| Assignment |
Word for word, repeat all of the entries.

| Records for this exercise |

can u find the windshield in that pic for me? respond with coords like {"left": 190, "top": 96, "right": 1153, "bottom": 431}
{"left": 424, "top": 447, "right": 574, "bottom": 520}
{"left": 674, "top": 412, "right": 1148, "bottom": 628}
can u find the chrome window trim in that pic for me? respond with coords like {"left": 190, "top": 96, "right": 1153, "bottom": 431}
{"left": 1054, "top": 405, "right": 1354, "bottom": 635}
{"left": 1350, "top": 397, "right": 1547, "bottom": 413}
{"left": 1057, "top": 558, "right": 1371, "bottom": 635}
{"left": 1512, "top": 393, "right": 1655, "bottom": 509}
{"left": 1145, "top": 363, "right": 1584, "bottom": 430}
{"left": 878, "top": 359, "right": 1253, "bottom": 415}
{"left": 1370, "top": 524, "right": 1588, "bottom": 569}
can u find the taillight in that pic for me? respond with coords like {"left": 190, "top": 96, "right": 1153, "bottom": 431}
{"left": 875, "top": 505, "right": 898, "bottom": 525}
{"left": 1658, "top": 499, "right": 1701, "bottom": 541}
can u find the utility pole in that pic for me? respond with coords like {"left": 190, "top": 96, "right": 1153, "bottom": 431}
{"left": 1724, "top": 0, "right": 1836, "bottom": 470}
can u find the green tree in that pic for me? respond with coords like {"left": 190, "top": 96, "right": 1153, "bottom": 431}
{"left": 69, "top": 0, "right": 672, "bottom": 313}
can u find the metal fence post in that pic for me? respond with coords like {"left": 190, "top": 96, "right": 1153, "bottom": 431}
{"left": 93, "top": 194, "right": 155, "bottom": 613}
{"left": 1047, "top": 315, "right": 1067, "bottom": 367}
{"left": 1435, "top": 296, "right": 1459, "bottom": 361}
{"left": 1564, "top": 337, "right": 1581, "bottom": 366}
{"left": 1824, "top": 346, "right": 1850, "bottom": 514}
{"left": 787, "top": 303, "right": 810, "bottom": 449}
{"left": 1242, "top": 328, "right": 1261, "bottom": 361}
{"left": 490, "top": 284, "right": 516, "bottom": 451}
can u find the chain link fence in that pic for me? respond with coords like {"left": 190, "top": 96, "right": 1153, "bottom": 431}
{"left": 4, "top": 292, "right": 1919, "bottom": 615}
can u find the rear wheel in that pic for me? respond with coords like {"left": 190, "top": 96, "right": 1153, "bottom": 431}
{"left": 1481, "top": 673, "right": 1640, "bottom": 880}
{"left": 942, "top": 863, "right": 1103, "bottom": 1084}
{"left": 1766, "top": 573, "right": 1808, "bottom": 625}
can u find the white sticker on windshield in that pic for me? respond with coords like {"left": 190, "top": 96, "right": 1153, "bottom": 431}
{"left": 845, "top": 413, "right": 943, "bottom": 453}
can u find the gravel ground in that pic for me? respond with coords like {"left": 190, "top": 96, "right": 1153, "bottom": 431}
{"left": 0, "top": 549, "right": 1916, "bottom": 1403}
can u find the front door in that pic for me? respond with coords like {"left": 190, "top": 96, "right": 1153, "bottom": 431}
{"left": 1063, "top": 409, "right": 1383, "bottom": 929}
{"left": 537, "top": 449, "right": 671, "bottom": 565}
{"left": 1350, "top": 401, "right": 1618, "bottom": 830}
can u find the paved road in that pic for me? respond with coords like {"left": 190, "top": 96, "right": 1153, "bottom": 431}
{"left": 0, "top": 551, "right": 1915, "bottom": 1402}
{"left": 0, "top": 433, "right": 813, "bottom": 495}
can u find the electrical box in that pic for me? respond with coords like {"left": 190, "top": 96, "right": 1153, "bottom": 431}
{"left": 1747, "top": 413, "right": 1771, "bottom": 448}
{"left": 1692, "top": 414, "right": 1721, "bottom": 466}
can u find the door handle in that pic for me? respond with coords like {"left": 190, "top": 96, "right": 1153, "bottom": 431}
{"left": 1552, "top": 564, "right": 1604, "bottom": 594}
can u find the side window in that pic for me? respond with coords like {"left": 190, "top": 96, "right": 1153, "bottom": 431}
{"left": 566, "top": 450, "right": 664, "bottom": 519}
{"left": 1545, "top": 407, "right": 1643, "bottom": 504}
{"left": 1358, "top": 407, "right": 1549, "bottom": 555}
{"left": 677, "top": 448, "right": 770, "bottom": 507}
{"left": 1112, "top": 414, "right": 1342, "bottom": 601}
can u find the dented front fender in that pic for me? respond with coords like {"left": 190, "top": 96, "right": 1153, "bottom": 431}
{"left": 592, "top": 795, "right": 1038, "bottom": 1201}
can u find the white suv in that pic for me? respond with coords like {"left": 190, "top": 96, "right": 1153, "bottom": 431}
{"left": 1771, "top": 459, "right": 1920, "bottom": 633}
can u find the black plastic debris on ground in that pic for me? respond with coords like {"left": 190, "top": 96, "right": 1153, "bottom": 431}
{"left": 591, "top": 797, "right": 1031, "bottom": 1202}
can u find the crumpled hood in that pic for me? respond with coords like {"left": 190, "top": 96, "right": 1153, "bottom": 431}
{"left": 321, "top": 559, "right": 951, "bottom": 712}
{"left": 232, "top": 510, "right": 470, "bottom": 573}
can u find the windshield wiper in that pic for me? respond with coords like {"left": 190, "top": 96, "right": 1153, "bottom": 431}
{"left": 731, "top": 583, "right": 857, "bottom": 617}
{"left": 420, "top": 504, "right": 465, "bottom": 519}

| Task solution |
can u find the windshield in that pic for me? respond with coords like {"left": 190, "top": 96, "right": 1153, "bottom": 431}
{"left": 424, "top": 447, "right": 574, "bottom": 520}
{"left": 674, "top": 412, "right": 1148, "bottom": 628}
can u find the chrome window trim in that pic for me? respond with coords like {"left": 190, "top": 96, "right": 1153, "bottom": 431}
{"left": 1054, "top": 405, "right": 1354, "bottom": 635}
{"left": 1350, "top": 397, "right": 1547, "bottom": 413}
{"left": 1057, "top": 558, "right": 1371, "bottom": 635}
{"left": 1512, "top": 393, "right": 1655, "bottom": 509}
{"left": 1145, "top": 363, "right": 1584, "bottom": 430}
{"left": 878, "top": 359, "right": 1253, "bottom": 415}
{"left": 1370, "top": 524, "right": 1588, "bottom": 569}
can u find the taillight in that pic for me? respond with coords like {"left": 190, "top": 96, "right": 1153, "bottom": 431}
{"left": 875, "top": 505, "right": 898, "bottom": 525}
{"left": 1658, "top": 499, "right": 1701, "bottom": 541}
can u find the utility pole in that pic for me? respond with coords like {"left": 190, "top": 96, "right": 1153, "bottom": 431}
{"left": 1724, "top": 0, "right": 1836, "bottom": 470}
can u find the green tree in that pic for me? respond with coords like {"left": 190, "top": 96, "right": 1153, "bottom": 431}
{"left": 69, "top": 0, "right": 672, "bottom": 313}
can u find the metal fence post in that pic for me? respond with coords like {"left": 190, "top": 96, "right": 1153, "bottom": 431}
{"left": 93, "top": 194, "right": 155, "bottom": 613}
{"left": 1047, "top": 315, "right": 1067, "bottom": 367}
{"left": 1435, "top": 296, "right": 1459, "bottom": 361}
{"left": 1564, "top": 337, "right": 1581, "bottom": 366}
{"left": 1824, "top": 346, "right": 1850, "bottom": 514}
{"left": 787, "top": 303, "right": 810, "bottom": 449}
{"left": 1242, "top": 328, "right": 1261, "bottom": 361}
{"left": 490, "top": 284, "right": 516, "bottom": 451}
can u find the chain link fence in that pic for me? respond with coords like {"left": 190, "top": 96, "right": 1153, "bottom": 431}
{"left": 4, "top": 292, "right": 1919, "bottom": 615}
can u find the rear wheel in that pic for me? respond with coords like {"left": 190, "top": 96, "right": 1153, "bottom": 431}
{"left": 1481, "top": 673, "right": 1640, "bottom": 880}
{"left": 942, "top": 863, "right": 1103, "bottom": 1084}
{"left": 1766, "top": 573, "right": 1808, "bottom": 625}
can u find the white sticker on windshield in that pic for me? respond with coords like {"left": 190, "top": 96, "right": 1153, "bottom": 431}
{"left": 845, "top": 413, "right": 943, "bottom": 453}
can u find the gravel ground in that pic for me? respond with coords like {"left": 190, "top": 96, "right": 1153, "bottom": 431}
{"left": 0, "top": 549, "right": 1916, "bottom": 1403}
can u find the front door in that pic for me? respond with coords like {"left": 190, "top": 96, "right": 1153, "bottom": 431}
{"left": 1063, "top": 409, "right": 1383, "bottom": 929}
{"left": 537, "top": 449, "right": 671, "bottom": 565}
{"left": 1350, "top": 401, "right": 1618, "bottom": 830}
can u find the paved road in that pic for me? respond with coords like {"left": 190, "top": 96, "right": 1153, "bottom": 431}
{"left": 0, "top": 551, "right": 1915, "bottom": 1402}
{"left": 0, "top": 433, "right": 813, "bottom": 495}
can u find the electrical box in that pic for me? respond with coords like {"left": 190, "top": 96, "right": 1153, "bottom": 431}
{"left": 1747, "top": 413, "right": 1771, "bottom": 448}
{"left": 1692, "top": 414, "right": 1721, "bottom": 466}
can u find the door handle in that pic for me? respond with coords like {"left": 190, "top": 96, "right": 1153, "bottom": 431}
{"left": 1552, "top": 564, "right": 1604, "bottom": 594}
can u find the side window in that pic for me? respond with coords like {"left": 190, "top": 96, "right": 1153, "bottom": 431}
{"left": 566, "top": 450, "right": 664, "bottom": 519}
{"left": 1545, "top": 407, "right": 1643, "bottom": 504}
{"left": 1358, "top": 407, "right": 1549, "bottom": 555}
{"left": 677, "top": 448, "right": 770, "bottom": 507}
{"left": 1112, "top": 414, "right": 1342, "bottom": 601}
can u find the dented front fender in that pic for me? respond with coords like {"left": 190, "top": 96, "right": 1153, "bottom": 431}
{"left": 592, "top": 795, "right": 1038, "bottom": 1201}
can u find the white suv in that pic for me? respond with coords like {"left": 190, "top": 96, "right": 1153, "bottom": 431}
{"left": 1771, "top": 459, "right": 1920, "bottom": 633}
can u find the black plastic debris on ground in that pic for me? respond with coords like {"left": 190, "top": 96, "right": 1153, "bottom": 431}
{"left": 591, "top": 797, "right": 1031, "bottom": 1202}
can u find the crumpled hood in that pic for me? respond with coords like {"left": 190, "top": 96, "right": 1153, "bottom": 431}
{"left": 321, "top": 559, "right": 951, "bottom": 712}
{"left": 232, "top": 510, "right": 470, "bottom": 573}
can u find the windshield wiper in that pic for me? respond with coords like {"left": 190, "top": 96, "right": 1153, "bottom": 431}
{"left": 731, "top": 583, "right": 857, "bottom": 617}
{"left": 420, "top": 504, "right": 465, "bottom": 519}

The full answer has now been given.